| Given instruction |
Extract precisely the lines that run from the line containing "[tag] thin cactus" to the end of the records below, with both ends included and pictures omitted.

| Dataset entries |

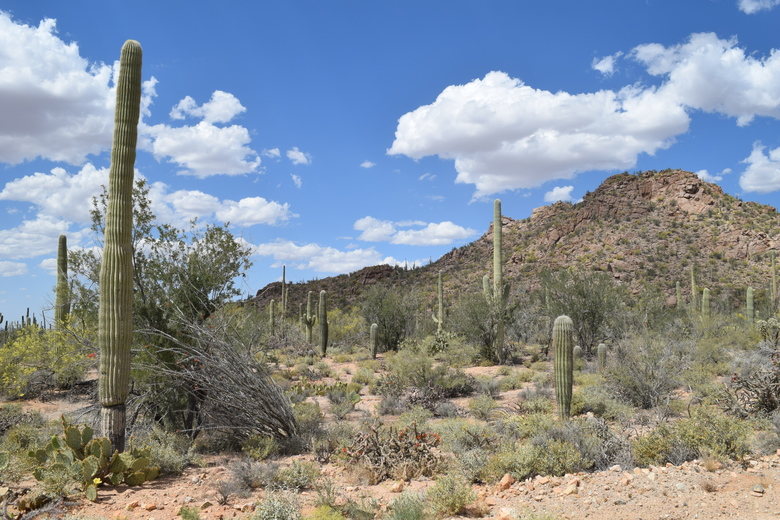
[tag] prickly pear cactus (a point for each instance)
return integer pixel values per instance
(563, 350)
(115, 315)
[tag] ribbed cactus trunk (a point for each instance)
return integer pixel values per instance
(498, 294)
(115, 316)
(439, 319)
(601, 355)
(309, 318)
(323, 317)
(372, 333)
(62, 298)
(563, 348)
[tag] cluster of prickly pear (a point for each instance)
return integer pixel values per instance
(563, 349)
(115, 315)
(309, 319)
(372, 339)
(323, 312)
(601, 356)
(498, 295)
(439, 319)
(93, 460)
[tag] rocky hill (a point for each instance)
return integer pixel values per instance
(645, 228)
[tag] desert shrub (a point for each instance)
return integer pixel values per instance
(450, 495)
(171, 452)
(277, 506)
(707, 432)
(297, 476)
(482, 407)
(646, 370)
(384, 452)
(407, 506)
(38, 358)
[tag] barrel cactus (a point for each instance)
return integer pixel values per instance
(323, 317)
(372, 339)
(62, 301)
(563, 349)
(115, 315)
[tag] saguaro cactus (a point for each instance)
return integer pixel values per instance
(372, 339)
(115, 315)
(309, 318)
(601, 355)
(62, 301)
(497, 296)
(439, 320)
(323, 317)
(563, 347)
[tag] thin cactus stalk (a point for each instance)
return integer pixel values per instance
(563, 348)
(705, 304)
(62, 299)
(601, 356)
(439, 319)
(272, 316)
(309, 318)
(498, 294)
(323, 317)
(372, 339)
(115, 315)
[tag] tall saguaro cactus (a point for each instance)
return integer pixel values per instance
(115, 317)
(439, 319)
(62, 301)
(309, 318)
(372, 339)
(563, 349)
(323, 317)
(498, 294)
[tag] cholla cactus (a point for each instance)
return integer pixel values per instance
(563, 348)
(372, 339)
(115, 317)
(62, 302)
(601, 355)
(323, 312)
(498, 295)
(439, 320)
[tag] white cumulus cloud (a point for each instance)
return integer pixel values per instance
(762, 174)
(754, 6)
(429, 234)
(559, 193)
(298, 157)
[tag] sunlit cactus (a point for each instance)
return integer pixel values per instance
(563, 350)
(115, 317)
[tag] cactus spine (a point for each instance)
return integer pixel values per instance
(62, 301)
(372, 339)
(115, 317)
(323, 317)
(309, 318)
(497, 295)
(272, 316)
(563, 347)
(601, 355)
(439, 319)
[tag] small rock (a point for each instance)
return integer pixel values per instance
(506, 482)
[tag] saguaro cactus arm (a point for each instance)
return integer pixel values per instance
(115, 315)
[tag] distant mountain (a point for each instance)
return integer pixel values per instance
(644, 229)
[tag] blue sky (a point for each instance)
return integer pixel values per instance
(334, 134)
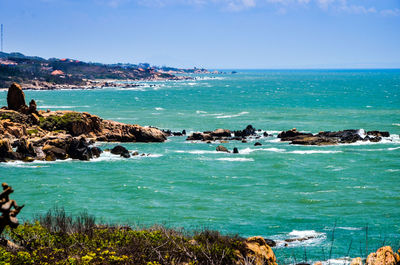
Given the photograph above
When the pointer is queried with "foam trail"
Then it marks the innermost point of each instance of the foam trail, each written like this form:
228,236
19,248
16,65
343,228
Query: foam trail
232,116
307,152
235,159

| Solution to this problem |
[tag] thin cactus stalk (a point for each instance)
return integer pixel values per instance
(563, 348)
(705, 304)
(62, 299)
(601, 356)
(439, 319)
(272, 316)
(309, 318)
(498, 294)
(323, 317)
(372, 339)
(115, 315)
[tag] tall saguaro cactus (a point for each instance)
return integer pixel values per instance
(115, 317)
(439, 319)
(62, 301)
(309, 318)
(372, 339)
(563, 349)
(323, 317)
(498, 294)
[tag] cholla cactus (a point for each instance)
return integer pixel values per instance
(563, 348)
(372, 339)
(115, 317)
(62, 302)
(601, 355)
(323, 312)
(498, 295)
(439, 320)
[tag] white cumulus cloud (a point for each instance)
return integer pixel values per instance
(762, 174)
(754, 6)
(429, 234)
(559, 193)
(298, 157)
[tag] sunlit cactus (a point for each instance)
return integer pixel values per instance
(563, 350)
(115, 317)
[tag] cactus spine (a point for each instance)
return integer pixel values per instance
(62, 301)
(372, 339)
(115, 317)
(323, 317)
(309, 318)
(497, 295)
(272, 316)
(563, 347)
(601, 355)
(439, 319)
[tag] small rock (a point for each instance)
return integer pixel values per instance
(506, 482)
[tag] saguaro cactus arm (a point for each instance)
return integer pixel values per instance
(115, 315)
[tag] distant mountain (a point for each instance)
return integer pixel values per instance
(644, 229)
[tag] blue sky (a point for each instance)
return integer pixel values per instance
(334, 134)
Given the photograph above
When the pointer is queried with "foam trail"
Then it marks the innermost point of each instance of the foam trail, each written like this form:
228,236
19,248
16,65
343,228
Query: foam trail
232,116
307,152
235,159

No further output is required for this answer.